─── Article ───

Olivia Corsi on inspiring creativity throughout her mumpreneur journey
Olivia Corsi, Founder and CEO of Caramel and Sun and mum to two adorable little girls, reveals how she’s inspiring her kids to get creative and find their spark.
French-native Olivia Corsi was drawn to Dubai 12 years ago to work within the luxury perfumes department at Chalhoub Group. Having previously worked within the sector in France, Ireland and the UK, the mum of two little girls Stella (6) and Romy (4), realized that the city would let her accomplish her goals, one day allowing her to launch Caramel and Sun. “We focus on design and contemporary kids’ furniture and accessories. I just bought over the UAE handmade kids furniture brand, POMME KIDS, and I’m about to launch a new kids’ accessories brand made out of African wax tissue,” says Olivia. The business school graduate married a “very supportive” French-Greek man, and since moving here, has found herself gradually climbing the ladder – her last stint was at Estee Lauder, where she headed the Marketing for luxury cosmetic brands. “This really helped me learn the steps required to building a quality brand, details in retail execution and overall management of a business,” she says.
As she takes us around her home in Jumeirah, she reminisces the beginnings of Caramel and Sun. “I was designing Stella and Romy’s room and started to see that there was a gap in the market. I had to shop online in Europe and bring things in my suitcase from Paris, to develop an environment for my kids filled with cool, creative products from small and big brands,” she says. Olivia strongly believes that a kids’ room is the first place they learn about creativity and design and that it allows them to develop their own creativity. “I therefore did what every passionate, and crazy, person would do. I quit my job and dove into opening my company. I am loving every mad minute of it.”
As a mumpreneur, Olivia admits that while it takes passion and a long-term belief in her company, it is important for her to find that balance with her children and family. “I try to put as much time and effort into being a mother who is present and bonded to my children, as I do to be present for my customer and team. The hours are long but since this balance is driven by passion for what I do, and love for my children, this gives me the strength to do both.”

─── Data extract ───

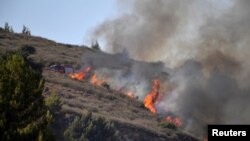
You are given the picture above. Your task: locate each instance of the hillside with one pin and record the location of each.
(132, 119)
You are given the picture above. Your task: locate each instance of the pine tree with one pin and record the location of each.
(23, 115)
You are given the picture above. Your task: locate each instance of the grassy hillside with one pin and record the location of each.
(134, 122)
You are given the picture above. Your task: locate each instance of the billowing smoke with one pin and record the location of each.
(206, 45)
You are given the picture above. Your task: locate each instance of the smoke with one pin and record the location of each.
(206, 45)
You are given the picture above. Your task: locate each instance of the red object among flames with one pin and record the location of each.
(176, 121)
(151, 98)
(80, 75)
(95, 81)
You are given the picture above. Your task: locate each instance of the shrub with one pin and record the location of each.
(53, 103)
(87, 128)
(23, 115)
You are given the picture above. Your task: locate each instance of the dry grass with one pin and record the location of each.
(132, 119)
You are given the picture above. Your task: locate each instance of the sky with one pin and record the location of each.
(63, 21)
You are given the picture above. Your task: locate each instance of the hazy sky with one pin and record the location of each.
(60, 20)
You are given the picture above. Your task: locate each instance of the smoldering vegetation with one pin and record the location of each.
(202, 49)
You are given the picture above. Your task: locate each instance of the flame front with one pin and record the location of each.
(80, 75)
(151, 98)
(95, 81)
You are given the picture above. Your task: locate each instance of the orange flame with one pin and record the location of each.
(130, 94)
(95, 81)
(80, 75)
(149, 101)
(176, 121)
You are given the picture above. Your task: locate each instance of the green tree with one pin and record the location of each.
(87, 128)
(53, 103)
(23, 114)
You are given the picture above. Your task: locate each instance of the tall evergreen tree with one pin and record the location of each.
(23, 115)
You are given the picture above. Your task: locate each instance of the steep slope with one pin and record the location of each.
(134, 122)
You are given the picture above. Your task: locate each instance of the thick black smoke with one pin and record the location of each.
(206, 45)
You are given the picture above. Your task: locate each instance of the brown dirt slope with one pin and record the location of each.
(134, 122)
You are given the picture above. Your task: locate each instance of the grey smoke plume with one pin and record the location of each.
(205, 42)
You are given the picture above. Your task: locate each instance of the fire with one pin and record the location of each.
(176, 121)
(130, 94)
(95, 81)
(151, 98)
(80, 75)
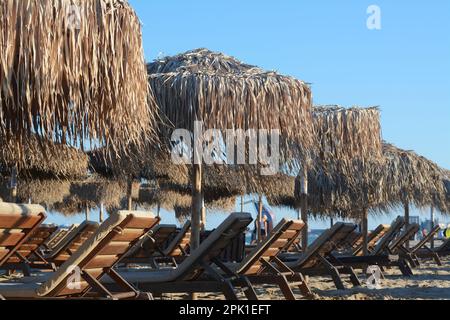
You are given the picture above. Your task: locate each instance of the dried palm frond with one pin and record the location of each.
(73, 71)
(412, 179)
(224, 93)
(43, 160)
(348, 133)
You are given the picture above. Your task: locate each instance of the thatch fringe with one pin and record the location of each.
(403, 177)
(227, 94)
(43, 160)
(411, 178)
(71, 71)
(348, 133)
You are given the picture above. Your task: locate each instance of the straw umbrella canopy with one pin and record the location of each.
(349, 140)
(224, 93)
(44, 160)
(73, 72)
(180, 202)
(95, 192)
(410, 179)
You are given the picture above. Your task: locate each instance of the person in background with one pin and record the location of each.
(266, 223)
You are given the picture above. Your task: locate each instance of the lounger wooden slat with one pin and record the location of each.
(186, 276)
(88, 263)
(259, 266)
(316, 259)
(18, 223)
(372, 240)
(382, 254)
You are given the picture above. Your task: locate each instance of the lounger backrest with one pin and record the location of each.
(405, 236)
(273, 245)
(180, 243)
(444, 247)
(372, 240)
(212, 247)
(394, 230)
(152, 242)
(426, 239)
(33, 243)
(59, 237)
(17, 224)
(101, 251)
(72, 242)
(55, 238)
(325, 244)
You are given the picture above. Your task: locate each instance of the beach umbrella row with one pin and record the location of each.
(73, 72)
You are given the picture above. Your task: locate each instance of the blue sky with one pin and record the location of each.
(404, 68)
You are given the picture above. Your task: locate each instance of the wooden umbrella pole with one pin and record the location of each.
(196, 205)
(13, 184)
(407, 222)
(101, 213)
(259, 219)
(432, 225)
(130, 194)
(304, 206)
(365, 232)
(203, 222)
(87, 213)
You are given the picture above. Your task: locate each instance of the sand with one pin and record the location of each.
(430, 282)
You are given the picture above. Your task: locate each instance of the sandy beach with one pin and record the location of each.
(430, 282)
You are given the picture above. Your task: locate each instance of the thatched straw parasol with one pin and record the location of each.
(180, 202)
(44, 160)
(410, 179)
(224, 93)
(94, 192)
(349, 140)
(73, 71)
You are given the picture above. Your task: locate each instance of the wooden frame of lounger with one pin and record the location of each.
(375, 236)
(196, 273)
(96, 258)
(412, 253)
(177, 247)
(69, 245)
(17, 223)
(422, 251)
(261, 267)
(381, 255)
(30, 250)
(58, 237)
(318, 258)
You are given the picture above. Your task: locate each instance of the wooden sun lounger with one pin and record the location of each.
(398, 246)
(94, 259)
(373, 238)
(422, 251)
(158, 246)
(69, 245)
(318, 258)
(196, 272)
(17, 224)
(30, 250)
(57, 237)
(381, 255)
(260, 265)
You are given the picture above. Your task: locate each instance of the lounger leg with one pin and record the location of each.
(26, 269)
(353, 277)
(249, 290)
(437, 259)
(285, 287)
(228, 290)
(405, 268)
(333, 272)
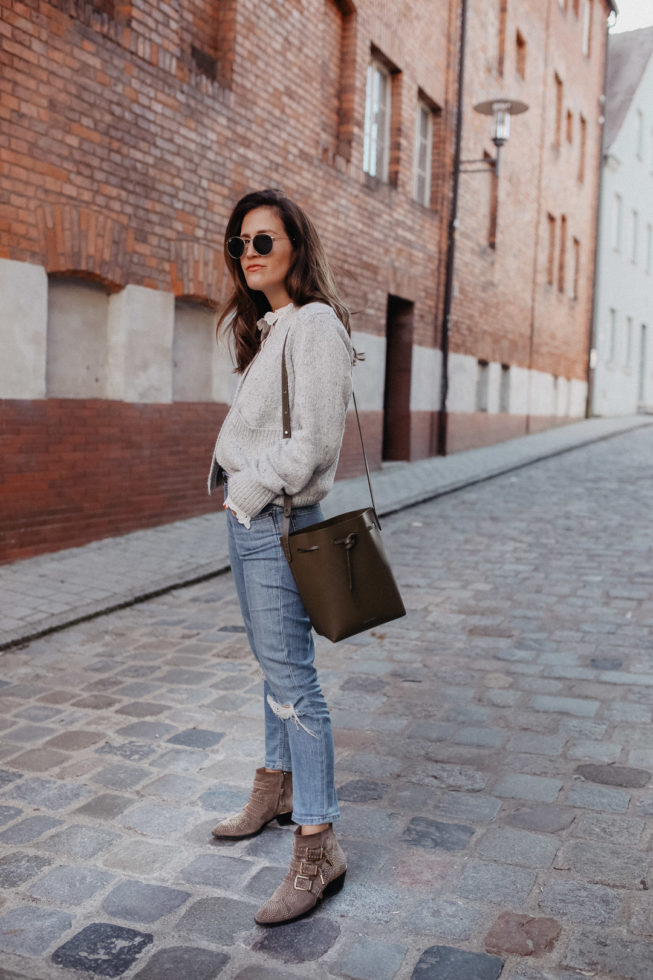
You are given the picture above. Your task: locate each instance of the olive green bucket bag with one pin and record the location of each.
(339, 565)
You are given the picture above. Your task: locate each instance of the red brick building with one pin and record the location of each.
(130, 129)
(523, 282)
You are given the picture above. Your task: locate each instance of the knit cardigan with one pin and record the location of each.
(250, 451)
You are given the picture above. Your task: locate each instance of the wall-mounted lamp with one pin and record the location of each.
(501, 110)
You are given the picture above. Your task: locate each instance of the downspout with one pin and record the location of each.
(589, 404)
(451, 243)
(538, 218)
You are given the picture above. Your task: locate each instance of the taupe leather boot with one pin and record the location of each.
(317, 869)
(271, 797)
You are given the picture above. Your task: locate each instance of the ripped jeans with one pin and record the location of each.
(298, 735)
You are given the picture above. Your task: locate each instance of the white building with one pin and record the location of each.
(623, 315)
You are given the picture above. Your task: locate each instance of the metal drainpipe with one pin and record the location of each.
(451, 243)
(589, 404)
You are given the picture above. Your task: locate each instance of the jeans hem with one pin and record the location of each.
(313, 821)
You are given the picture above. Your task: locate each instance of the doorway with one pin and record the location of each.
(398, 370)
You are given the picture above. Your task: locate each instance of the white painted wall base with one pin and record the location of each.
(23, 328)
(529, 392)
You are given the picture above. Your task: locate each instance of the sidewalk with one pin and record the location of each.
(45, 593)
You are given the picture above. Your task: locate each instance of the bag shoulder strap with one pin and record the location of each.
(287, 432)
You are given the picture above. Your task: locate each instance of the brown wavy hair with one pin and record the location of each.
(309, 277)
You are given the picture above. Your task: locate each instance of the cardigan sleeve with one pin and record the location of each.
(319, 362)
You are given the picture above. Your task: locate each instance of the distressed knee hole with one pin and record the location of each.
(287, 713)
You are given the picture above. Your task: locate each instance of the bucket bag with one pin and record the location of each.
(339, 565)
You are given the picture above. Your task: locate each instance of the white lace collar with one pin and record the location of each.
(272, 317)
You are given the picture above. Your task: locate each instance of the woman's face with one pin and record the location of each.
(267, 273)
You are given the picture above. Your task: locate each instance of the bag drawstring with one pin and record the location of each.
(348, 543)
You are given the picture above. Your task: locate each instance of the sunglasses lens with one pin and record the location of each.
(263, 244)
(235, 247)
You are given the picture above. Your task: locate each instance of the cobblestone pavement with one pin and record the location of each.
(494, 761)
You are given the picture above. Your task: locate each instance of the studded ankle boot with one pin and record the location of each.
(271, 797)
(317, 869)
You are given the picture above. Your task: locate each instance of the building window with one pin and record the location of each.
(423, 153)
(573, 284)
(617, 212)
(587, 27)
(520, 55)
(551, 258)
(635, 238)
(378, 108)
(562, 255)
(482, 386)
(583, 137)
(559, 99)
(640, 134)
(504, 389)
(503, 17)
(629, 340)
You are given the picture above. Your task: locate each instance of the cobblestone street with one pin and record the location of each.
(494, 759)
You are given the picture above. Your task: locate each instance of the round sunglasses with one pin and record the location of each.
(263, 244)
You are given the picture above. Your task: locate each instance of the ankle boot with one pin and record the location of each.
(271, 797)
(317, 869)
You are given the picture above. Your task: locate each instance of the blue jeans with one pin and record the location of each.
(298, 736)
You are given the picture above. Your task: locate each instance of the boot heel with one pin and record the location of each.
(334, 886)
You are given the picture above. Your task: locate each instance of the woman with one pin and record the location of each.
(284, 296)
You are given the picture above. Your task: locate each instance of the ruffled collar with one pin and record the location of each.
(272, 317)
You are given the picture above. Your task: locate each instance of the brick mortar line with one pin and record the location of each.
(181, 581)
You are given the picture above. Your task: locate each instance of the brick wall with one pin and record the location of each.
(127, 132)
(505, 310)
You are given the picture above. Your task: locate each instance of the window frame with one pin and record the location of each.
(424, 110)
(376, 151)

───

▸ Exercise requirements
**1)** From the Olivia Corsi article, set down the passage between "Olivia Corsi on" and "find their spark.", inclusive, copied word for word.
**2)** Render this sentence from the Olivia Corsi article in Spanish: "Olivia strongly believes that a kids’ room is the first place they learn about creativity and design and that it allows them to develop their own creativity."

▸ The results
**1)**
Olivia Corsi on inspiring creativity throughout her mumpreneur journey
Olivia Corsi, Founder and CEO of Caramel and Sun and mum to two adorable little girls, reveals how she’s inspiring her kids to get creative and find their spark.

**2)** Olivia cree firmemente que la habitación de los niños es el primer lugar donde aprenden sobre creatividad y diseño, y que les permite desarrollar su propia creatividad.